_WHAT THE TASK ASKS_: Count the lines below that contain the word "white", matching case exactly, and give only the number.

_RECORDS PROVIDED_:
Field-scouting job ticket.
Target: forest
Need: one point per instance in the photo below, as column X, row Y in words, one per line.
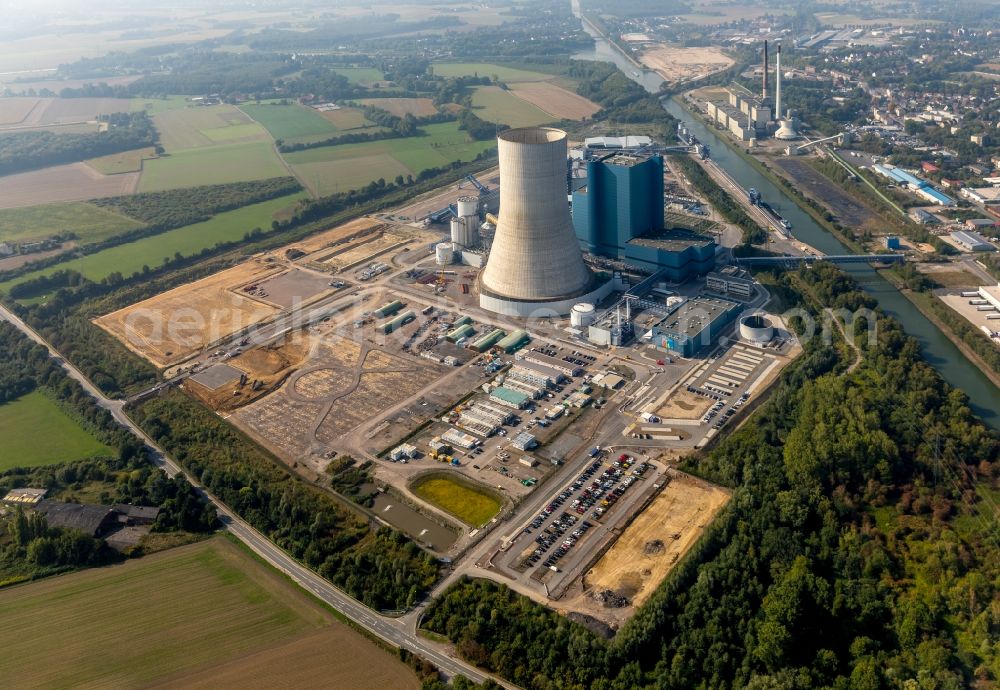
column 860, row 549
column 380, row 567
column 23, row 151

* * *

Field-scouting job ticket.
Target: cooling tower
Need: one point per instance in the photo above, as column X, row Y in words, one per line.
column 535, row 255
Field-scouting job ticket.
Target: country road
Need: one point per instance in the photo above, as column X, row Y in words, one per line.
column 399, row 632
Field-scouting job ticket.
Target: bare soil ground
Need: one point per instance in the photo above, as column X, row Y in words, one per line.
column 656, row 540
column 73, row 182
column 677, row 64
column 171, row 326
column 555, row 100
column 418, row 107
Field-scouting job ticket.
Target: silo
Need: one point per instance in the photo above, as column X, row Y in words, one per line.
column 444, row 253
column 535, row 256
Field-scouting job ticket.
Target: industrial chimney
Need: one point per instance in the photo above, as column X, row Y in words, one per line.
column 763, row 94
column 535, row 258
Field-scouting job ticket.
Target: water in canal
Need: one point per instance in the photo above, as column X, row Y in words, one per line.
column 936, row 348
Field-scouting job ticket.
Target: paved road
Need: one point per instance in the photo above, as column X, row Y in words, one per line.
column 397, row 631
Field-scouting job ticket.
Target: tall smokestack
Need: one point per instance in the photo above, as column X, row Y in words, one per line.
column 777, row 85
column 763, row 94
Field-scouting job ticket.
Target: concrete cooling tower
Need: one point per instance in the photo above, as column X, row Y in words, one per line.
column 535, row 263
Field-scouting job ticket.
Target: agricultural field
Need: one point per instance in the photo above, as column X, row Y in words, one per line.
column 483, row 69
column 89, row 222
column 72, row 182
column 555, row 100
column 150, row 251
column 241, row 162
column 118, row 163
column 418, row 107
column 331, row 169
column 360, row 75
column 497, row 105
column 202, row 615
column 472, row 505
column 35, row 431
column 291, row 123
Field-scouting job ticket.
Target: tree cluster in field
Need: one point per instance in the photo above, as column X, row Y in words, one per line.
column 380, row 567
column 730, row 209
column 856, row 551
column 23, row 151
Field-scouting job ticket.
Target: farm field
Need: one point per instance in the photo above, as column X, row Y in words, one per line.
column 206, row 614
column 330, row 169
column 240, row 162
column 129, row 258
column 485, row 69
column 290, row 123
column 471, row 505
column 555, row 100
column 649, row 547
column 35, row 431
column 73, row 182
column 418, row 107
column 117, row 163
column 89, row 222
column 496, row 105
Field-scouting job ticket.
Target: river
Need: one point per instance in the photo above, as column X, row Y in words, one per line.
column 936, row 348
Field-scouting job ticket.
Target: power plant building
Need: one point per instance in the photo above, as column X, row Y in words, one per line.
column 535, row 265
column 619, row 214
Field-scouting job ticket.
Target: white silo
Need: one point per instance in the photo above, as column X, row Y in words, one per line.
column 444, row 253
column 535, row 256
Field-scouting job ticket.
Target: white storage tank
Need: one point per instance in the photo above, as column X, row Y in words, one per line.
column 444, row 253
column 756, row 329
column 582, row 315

--

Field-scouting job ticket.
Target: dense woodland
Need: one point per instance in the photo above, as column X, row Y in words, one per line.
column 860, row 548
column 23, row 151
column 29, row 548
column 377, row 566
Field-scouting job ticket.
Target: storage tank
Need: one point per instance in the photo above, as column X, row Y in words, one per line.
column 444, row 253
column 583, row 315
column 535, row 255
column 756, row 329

_THE SOLUTION_: 2